Exercise directions – Scan the material below for the string "after", and copy every line where it shows up.

┄┄┄┄┄┄┄┄┄┄┄┄┄┄┄┄┄┄┄┄

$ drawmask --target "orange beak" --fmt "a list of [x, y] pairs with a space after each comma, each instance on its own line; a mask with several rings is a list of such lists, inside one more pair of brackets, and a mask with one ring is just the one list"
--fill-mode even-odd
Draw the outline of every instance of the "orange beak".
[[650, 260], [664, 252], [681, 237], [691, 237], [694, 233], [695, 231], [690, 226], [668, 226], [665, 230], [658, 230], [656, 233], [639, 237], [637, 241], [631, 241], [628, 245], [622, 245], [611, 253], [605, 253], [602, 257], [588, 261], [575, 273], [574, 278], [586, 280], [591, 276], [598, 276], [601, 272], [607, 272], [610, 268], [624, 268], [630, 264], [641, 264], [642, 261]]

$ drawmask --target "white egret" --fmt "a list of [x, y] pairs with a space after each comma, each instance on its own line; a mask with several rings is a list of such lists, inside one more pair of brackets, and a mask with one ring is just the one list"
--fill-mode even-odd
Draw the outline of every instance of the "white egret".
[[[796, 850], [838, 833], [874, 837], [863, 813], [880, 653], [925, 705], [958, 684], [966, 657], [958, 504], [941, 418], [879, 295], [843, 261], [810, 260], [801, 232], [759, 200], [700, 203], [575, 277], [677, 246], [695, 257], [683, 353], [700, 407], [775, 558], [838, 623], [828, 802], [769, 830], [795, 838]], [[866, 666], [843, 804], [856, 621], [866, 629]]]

┄┄┄┄┄┄┄┄┄┄┄┄┄┄┄┄┄┄┄┄

Output for this exercise –
$ drawmask --target "orange beak" --fmt "a list of [x, y] pairs with a space after each comma, each instance on its own line; a mask with several rings is a list of such lists, inside one more pair of brackets, and a mask with one ring is just the one list"
$ drawmask --target "white egret" --fmt "a list of [x, y] pairs with a space after each comma, each instance on its own line; a mask with several rings is a list of such lists, inside one more pair of brackets, and a mask with one ring is just the one list"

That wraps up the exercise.